• [Selected text]
News / Fashion

Taking a walk down fashion’s slow lane

Sydney Road tour aims to show shoppers how to dress themselves without damaging the planet

Stylist Jenna Flood says Brunswick is blessed to have so many second-hand clothing shops.

Mark Phillips
Tuesday, July 19, 2022

YOU’VE heard of slow food, now prepare yourself for slow fashion.

It’s all about stepping off the fashion treadmill, buying pre-loved clothes, mending what you already have, and dressing more sustainably, says Brunswick-based stylist Jenna Flood, who will be conducting slow fashion tours of Sydney Road over the next two weekends.

She says that with its plethora of op shops, progressive outlook and a small but growing community of sustainable designers, Brunswick has the potential to be an epicentre for the slow fashion movement, which has emerged in response to concerns about the impact the fashion industry has on the environment and labour standards.

“Fashion whether it’s slow or fast uses up Earth’s resources, and we don’t have many left, so I think we need to just slow it right down to sort of preserve what we have left,” Ms Flood says.

• [Listing]

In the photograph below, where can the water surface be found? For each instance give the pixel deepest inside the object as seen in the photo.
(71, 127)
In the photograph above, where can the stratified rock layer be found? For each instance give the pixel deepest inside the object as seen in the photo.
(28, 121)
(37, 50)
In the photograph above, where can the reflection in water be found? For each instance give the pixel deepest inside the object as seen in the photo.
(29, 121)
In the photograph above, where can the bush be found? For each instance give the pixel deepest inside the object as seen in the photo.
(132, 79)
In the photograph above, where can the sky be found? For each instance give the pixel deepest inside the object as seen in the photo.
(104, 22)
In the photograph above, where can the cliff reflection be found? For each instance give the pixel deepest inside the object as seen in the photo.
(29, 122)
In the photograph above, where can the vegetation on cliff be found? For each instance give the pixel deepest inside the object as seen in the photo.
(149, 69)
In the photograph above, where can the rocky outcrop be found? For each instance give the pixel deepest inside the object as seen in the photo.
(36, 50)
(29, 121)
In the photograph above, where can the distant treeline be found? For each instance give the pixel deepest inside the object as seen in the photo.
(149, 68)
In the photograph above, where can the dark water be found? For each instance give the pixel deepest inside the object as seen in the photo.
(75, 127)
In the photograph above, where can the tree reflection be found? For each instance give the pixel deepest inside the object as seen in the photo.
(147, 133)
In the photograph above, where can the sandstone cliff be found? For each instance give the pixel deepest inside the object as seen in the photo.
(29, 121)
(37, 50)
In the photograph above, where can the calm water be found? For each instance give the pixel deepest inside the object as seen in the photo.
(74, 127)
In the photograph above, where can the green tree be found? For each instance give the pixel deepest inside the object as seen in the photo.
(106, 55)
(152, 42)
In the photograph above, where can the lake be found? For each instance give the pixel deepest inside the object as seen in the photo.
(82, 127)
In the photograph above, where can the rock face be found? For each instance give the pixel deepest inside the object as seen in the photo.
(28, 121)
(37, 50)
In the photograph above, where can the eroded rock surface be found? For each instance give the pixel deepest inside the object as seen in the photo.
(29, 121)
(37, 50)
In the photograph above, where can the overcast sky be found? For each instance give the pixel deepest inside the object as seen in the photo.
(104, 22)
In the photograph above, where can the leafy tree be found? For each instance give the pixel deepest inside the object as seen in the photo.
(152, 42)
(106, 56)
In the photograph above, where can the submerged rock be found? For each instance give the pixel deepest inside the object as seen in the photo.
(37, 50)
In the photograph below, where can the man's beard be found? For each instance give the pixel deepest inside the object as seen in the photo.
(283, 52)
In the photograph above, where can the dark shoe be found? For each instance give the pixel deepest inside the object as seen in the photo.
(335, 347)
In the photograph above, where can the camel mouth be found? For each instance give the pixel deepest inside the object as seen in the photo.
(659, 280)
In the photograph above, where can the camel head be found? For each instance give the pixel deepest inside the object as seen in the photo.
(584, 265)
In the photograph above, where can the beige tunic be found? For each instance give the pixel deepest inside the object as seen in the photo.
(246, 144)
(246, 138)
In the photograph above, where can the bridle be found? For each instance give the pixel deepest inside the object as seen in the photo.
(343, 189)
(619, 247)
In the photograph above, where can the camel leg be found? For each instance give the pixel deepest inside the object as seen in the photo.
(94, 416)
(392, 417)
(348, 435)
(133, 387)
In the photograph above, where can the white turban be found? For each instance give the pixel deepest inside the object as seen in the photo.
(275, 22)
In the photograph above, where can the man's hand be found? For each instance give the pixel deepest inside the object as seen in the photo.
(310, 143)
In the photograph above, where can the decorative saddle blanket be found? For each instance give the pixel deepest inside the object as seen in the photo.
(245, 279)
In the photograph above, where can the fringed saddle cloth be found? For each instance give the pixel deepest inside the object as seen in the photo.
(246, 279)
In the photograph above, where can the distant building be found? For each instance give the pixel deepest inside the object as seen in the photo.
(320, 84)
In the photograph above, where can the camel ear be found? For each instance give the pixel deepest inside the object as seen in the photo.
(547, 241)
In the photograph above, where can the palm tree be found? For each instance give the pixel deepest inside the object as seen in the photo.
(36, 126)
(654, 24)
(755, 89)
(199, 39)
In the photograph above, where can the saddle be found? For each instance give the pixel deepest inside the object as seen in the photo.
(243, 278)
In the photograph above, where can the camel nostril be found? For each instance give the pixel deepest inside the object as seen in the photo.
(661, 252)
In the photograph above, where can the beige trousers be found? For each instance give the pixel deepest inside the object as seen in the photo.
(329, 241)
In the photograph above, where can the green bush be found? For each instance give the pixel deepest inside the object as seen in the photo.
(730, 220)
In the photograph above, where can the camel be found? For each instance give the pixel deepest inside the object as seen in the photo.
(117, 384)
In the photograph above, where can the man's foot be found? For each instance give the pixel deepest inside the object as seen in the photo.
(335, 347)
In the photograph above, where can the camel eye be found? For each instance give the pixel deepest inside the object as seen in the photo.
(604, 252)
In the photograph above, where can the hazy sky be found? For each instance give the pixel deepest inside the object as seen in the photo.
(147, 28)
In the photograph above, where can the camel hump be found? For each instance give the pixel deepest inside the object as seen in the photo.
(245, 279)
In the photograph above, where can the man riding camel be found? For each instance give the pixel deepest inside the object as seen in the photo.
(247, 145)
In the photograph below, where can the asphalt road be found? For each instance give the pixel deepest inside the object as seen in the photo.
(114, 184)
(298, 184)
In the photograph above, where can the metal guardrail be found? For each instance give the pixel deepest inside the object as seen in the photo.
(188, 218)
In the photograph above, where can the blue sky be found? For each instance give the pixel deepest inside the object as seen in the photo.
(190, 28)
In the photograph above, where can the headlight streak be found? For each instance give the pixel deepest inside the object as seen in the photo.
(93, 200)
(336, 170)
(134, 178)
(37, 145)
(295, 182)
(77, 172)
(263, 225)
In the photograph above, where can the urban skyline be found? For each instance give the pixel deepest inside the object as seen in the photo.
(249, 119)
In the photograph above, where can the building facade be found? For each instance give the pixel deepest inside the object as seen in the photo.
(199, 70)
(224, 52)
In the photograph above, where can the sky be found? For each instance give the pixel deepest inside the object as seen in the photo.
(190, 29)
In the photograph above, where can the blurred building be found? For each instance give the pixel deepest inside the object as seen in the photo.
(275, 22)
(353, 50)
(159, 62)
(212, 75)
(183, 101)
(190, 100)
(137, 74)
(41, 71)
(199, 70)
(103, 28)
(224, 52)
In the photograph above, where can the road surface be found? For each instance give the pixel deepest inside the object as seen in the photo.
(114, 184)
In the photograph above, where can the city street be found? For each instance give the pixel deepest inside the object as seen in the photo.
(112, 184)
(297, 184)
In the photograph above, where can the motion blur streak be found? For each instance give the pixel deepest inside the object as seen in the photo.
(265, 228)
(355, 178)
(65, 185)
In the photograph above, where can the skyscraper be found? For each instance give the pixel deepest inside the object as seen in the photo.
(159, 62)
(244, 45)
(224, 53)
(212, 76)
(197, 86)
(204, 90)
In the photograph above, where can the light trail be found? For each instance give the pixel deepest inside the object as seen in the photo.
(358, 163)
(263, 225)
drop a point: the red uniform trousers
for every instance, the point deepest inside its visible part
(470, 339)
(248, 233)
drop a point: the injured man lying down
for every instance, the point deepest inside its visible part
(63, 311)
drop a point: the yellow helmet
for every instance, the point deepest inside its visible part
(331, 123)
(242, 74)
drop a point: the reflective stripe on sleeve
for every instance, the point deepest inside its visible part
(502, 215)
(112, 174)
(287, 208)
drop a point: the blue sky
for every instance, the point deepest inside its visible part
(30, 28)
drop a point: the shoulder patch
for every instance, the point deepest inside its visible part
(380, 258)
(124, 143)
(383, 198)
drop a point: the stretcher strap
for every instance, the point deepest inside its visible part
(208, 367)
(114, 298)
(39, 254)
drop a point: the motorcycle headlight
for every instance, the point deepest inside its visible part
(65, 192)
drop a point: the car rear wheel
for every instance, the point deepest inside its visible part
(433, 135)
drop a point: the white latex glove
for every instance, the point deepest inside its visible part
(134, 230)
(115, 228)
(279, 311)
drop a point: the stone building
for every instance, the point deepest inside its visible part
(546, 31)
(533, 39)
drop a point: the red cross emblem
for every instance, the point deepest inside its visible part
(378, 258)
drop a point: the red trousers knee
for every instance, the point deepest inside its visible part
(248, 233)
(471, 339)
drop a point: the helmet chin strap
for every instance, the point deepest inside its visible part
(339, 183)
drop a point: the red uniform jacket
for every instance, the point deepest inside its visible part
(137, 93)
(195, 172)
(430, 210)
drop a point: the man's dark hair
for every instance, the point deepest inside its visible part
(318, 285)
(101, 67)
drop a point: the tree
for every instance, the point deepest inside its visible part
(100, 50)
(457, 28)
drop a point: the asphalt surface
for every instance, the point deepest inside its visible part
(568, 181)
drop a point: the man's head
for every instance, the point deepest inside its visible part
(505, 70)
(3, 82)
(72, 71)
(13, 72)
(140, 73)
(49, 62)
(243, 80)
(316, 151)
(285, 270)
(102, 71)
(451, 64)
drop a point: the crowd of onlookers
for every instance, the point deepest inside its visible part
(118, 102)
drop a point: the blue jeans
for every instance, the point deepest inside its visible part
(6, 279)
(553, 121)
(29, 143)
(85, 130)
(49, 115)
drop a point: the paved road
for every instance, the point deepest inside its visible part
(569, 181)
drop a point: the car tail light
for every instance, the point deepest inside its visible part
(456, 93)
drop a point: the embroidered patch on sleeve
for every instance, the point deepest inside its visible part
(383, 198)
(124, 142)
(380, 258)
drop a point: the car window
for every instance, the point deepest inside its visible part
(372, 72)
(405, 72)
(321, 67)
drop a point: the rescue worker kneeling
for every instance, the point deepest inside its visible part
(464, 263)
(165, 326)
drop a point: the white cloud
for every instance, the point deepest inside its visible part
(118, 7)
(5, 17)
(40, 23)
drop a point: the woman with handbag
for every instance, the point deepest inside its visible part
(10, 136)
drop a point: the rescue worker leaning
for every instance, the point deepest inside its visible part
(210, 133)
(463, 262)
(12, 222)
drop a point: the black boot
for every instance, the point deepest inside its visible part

• [Stated goal A] Repeat everything in the slow fashion article from "It’s all about" down to "next two weekends.", word for word.
• [Stated goal B] In the slow fashion article, over what period will Jenna Flood be conducting slow fashion tours of Sydney Road?

• [Reply A]
It’s all about stepping off the fashion treadmill, buying pre-loved clothes, mending what you already have, and dressing more sustainably, says Brunswick-based stylist Jenna Flood, who will be conducting slow fashion tours of Sydney Road over the next two weekends.

• [Reply B] Over the next two weekends.